» TASK
Please copy the following lines character for character.

» MATERIAL TO PROCESS
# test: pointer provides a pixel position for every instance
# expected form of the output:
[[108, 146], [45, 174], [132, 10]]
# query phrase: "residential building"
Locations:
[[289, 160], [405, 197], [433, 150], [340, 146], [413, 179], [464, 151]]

» SOLUTION BELOW
# test: pointer provides a pixel position for every instance
# expected form of the output:
[[108, 146], [45, 174], [132, 10]]
# query phrase: "residential building"
Locations:
[[289, 160], [405, 197], [433, 150], [340, 146], [413, 179], [464, 151]]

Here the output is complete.